Records from a data source:
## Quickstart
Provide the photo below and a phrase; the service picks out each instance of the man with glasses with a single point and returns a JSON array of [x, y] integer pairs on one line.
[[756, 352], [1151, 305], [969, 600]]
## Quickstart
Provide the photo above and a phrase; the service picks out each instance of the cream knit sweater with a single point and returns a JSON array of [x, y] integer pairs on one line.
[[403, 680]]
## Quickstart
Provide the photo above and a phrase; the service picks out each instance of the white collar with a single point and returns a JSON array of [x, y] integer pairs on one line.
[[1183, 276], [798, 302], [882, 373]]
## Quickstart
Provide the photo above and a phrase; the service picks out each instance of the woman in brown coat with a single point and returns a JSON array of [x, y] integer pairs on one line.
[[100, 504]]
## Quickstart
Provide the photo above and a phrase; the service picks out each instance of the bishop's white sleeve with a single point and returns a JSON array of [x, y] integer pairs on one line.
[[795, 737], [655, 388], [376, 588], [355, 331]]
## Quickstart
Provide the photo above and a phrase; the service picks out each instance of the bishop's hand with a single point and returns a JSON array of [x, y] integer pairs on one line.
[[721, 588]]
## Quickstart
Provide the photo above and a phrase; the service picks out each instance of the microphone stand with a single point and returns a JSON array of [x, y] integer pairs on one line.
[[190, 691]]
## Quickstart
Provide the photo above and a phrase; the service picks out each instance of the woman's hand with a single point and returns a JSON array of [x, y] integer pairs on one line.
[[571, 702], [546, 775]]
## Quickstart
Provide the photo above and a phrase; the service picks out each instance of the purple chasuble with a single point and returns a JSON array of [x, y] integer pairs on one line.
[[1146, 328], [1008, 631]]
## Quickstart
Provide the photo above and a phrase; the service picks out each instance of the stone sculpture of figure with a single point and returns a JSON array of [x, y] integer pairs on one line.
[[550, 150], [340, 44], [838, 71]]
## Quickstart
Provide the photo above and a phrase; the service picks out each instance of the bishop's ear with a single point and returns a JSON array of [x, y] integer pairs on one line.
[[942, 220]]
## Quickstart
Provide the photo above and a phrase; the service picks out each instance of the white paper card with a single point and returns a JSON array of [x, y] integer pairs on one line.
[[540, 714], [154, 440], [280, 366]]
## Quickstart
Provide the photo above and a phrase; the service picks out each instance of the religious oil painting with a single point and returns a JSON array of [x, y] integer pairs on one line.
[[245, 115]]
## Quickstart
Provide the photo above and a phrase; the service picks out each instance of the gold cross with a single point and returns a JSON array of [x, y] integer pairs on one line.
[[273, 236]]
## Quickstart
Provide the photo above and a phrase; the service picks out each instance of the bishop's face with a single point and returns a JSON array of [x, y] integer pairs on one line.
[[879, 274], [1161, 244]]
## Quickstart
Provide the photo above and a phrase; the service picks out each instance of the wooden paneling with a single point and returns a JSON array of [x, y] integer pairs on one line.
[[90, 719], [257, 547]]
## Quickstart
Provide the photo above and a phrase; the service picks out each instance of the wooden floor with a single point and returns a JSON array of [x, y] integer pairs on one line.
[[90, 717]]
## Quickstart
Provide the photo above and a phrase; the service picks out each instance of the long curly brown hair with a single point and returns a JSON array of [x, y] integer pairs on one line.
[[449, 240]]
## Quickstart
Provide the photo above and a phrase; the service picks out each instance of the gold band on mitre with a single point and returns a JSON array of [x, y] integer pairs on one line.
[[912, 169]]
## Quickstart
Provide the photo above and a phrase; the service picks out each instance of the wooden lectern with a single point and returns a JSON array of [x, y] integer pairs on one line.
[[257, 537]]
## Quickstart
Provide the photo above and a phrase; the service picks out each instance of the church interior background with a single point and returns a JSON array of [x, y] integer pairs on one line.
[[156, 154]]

Task requirements:
Could you repeat every record above exactly as it stands?

Result below:
## Quickstart
Provide the photo below and a phrase; the service picks out each instance of the man with glasses with a single point and returns a JSON array of [x, y] integer pairs on one line.
[[756, 352], [1151, 305], [969, 600]]
## Quickstart
Provide the photo above and a phrase; the service picks out each instance of the cream knit sweater with a single point and returns a JSON array of [x, y] integer pairs on one line.
[[403, 680]]
## Quickstart
Provide the photo above and a phrase; the service picks out each instance of the white collar with a single point and returns a JSON array of [x, y] integer pairs on one line.
[[1183, 276], [798, 302], [882, 373]]
## Quickstart
Provide the photo above and a phrase; the service picks out each instance of the woman in brown coat with a single point and returns a JSON array of [x, y] integer pairs on one line.
[[100, 504]]
## Quickstart
Provide the photo above and a phrase; the service picks out each instance of the bishop's white sleeve with a single point and returns a JSON array of [x, y] integer pairs on one line.
[[795, 737], [655, 388], [376, 588], [355, 331]]
## Quickstart
Provide the photo above and a phrase; the service picks out each instance of the bishop's hand with a single point and returns a JSON array of [x, y] integer pairs on one line.
[[721, 588]]
## Quickstart
Provide the photo above and a phrase; the service picks out each instance of the microphone stand with a single point and returns a JSON array of [x, y] integer pairs on one line.
[[190, 691]]
## Quickstart
Provide the photo above and a phrase; the service picks out each instance of the woman's hand with a single point and returns a JSON array of [x, y] integer pairs on one line.
[[571, 702], [546, 775]]
## Quickstart
Provide the photo above and a phrase; the service picks out each instance of the purple chasuble with a single point and returns a JSON array of [x, y] integer pairs on one line.
[[1146, 328], [1008, 631]]
## Quickstart
Provide the photo above and a phrase; the service picks out each instance of the stone sculpture of figure with a single point and returns a JSON array of [x, y] integer pairs on one line.
[[550, 150], [340, 44], [838, 71]]
## Quickstart
Provide the photo above and a phrase; the service picks out each instance of the bishop's ear with a single point and returns a JSON array of [x, y] integer pairs on one line.
[[942, 220]]
## Quickstart
Provide the photo above and a phrase; the service picks out each instance of the white paper card with a single point and returns a JSON array of [x, y] integer pairs on one line.
[[540, 714], [154, 440], [280, 366]]
## Quickstart
Provide the photo above and a phrase; the service picks out each instance of the religious oil painting with a single point and returns a JSON array of [x, y] integer pairs on one line.
[[245, 115]]
## Quickstart
Provide the photo above and a phrase; the service picks out each instance of the gold cross with a single point and returns a JSON array of [x, y] integer pairs on one line.
[[273, 236]]
## Quickstart
Provide the photo above and a phrase; the service picks out each instance of the bishop's face with a single point and returns a JSON array of [x, y] integer pairs on one line.
[[879, 274], [1161, 244]]
## Quickstart
Provide the photo above and a phrase; the service picks out each instance of the wooden paneling with a single point and returns a JSON array of [x, y] integer pairs on one line.
[[90, 719], [257, 547]]
## Quickstart
Provide the photo above and a phrase; the service picks out each instance of the wooden floor with a single point and returns a JSON array of [x, y] integer pairs on one line.
[[90, 717]]
## Quickstart
Provide the photo above and a phrase; the service picks out each instance of the long curly brown hair with a single point and returns a JSON array of [x, y] integer pairs on one line.
[[449, 240]]
## Quickstart
Provide the photo above and a phrase; the service picks out each instance of the gold band on mitre with a single point and returns a JSON array of [x, y] integer pairs on one line.
[[912, 169]]
## Quickstart
Provide the photo above and a phrase; the service picks out each instance of the wooden lectern with a single point and returns a JSON array of [x, y] integer pairs on one line.
[[257, 537]]
## Quickstart
Provide the photo above and a phrase; the service picks out each instance of the church interior background with a single point and returns a JSON array of [x, y] integer pairs on one line.
[[156, 154]]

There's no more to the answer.